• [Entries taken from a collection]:
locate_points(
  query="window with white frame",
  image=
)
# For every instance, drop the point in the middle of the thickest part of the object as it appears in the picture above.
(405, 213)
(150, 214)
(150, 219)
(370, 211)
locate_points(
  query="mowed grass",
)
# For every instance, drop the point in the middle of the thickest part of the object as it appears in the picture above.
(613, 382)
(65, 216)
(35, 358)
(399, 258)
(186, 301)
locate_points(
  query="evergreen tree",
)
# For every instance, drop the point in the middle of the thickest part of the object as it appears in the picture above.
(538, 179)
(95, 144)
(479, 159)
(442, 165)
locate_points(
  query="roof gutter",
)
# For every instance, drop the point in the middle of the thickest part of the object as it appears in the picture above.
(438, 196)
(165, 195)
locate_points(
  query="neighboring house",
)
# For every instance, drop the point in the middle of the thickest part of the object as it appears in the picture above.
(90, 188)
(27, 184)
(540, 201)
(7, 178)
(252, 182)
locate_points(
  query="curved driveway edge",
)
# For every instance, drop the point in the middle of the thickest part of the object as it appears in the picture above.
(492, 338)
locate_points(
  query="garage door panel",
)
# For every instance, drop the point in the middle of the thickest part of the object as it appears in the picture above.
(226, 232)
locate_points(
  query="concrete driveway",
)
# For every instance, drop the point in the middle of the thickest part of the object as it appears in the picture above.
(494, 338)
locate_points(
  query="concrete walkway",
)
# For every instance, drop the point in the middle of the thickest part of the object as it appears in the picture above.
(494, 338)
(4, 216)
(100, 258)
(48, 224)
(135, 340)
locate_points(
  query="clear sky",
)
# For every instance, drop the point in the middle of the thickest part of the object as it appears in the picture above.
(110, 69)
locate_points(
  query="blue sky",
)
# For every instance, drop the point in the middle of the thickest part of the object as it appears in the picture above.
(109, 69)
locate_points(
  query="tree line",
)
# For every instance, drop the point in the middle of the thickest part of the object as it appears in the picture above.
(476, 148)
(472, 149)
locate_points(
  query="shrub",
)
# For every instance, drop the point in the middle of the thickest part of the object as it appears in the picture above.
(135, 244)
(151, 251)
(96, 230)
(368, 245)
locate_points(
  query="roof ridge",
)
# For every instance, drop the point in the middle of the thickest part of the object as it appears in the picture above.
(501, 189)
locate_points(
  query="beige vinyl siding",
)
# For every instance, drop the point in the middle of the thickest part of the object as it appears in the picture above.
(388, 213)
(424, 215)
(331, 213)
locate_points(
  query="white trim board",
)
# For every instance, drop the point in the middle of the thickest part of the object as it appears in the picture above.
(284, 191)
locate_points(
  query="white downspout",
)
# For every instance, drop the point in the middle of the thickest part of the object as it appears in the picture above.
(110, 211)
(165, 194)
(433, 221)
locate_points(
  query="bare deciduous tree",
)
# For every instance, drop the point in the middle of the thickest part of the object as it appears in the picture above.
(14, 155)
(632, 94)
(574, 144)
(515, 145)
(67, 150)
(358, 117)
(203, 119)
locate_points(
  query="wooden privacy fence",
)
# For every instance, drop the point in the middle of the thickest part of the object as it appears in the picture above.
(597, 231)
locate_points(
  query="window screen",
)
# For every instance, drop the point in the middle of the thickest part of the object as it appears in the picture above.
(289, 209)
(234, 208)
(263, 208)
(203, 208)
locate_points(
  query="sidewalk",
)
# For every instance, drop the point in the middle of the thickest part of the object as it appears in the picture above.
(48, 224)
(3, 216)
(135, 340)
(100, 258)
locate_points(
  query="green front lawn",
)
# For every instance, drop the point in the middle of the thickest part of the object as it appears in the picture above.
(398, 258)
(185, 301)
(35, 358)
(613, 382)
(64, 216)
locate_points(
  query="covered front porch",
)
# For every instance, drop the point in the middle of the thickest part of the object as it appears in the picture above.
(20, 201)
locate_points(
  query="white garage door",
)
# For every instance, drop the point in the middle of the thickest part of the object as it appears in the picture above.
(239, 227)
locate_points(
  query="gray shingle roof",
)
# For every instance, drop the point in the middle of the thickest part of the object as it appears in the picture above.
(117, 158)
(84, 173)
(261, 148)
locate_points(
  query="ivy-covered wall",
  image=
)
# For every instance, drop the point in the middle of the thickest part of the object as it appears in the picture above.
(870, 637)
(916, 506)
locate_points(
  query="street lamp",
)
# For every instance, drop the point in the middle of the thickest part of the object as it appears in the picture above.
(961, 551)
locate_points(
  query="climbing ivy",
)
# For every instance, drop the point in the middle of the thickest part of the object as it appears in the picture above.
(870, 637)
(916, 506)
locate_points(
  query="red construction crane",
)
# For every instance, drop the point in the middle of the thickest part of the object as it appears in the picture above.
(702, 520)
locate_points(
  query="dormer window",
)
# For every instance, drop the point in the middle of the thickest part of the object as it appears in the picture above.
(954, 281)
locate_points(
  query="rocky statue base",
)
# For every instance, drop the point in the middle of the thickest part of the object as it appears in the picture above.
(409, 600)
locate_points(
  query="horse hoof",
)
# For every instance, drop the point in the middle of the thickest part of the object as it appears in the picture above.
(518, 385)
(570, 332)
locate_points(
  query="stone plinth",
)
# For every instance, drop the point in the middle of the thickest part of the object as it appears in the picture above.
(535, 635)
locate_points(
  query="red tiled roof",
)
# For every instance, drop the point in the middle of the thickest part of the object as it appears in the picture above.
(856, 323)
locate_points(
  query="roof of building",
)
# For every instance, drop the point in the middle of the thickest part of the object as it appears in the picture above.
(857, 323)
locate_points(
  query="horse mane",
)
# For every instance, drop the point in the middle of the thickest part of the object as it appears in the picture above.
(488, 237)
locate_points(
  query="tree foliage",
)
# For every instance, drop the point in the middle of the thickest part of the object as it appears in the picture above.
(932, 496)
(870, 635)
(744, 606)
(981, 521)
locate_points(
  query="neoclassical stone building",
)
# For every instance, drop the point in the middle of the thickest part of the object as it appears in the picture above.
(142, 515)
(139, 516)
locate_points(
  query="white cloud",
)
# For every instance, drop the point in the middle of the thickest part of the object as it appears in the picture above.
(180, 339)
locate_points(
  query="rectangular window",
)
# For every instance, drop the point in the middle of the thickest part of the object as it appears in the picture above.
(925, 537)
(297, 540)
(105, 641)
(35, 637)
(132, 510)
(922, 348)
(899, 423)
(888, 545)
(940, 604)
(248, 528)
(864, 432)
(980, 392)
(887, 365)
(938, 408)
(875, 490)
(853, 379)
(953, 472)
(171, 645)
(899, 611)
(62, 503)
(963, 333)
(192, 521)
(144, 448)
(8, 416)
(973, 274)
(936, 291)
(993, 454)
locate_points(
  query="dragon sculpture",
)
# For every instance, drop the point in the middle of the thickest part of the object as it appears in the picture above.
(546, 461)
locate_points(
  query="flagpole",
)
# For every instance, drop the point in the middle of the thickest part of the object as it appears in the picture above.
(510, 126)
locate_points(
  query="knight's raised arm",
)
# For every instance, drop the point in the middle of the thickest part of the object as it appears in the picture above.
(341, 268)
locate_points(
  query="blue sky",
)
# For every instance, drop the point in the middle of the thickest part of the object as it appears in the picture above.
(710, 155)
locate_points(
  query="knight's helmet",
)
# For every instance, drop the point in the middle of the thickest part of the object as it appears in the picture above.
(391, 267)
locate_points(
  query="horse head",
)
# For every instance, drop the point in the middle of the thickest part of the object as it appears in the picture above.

• [Assigned task]: For every line above that holds the word "front", report the whole line.

• [Task solution]:
  query="green front lawn",
  query="covered front porch",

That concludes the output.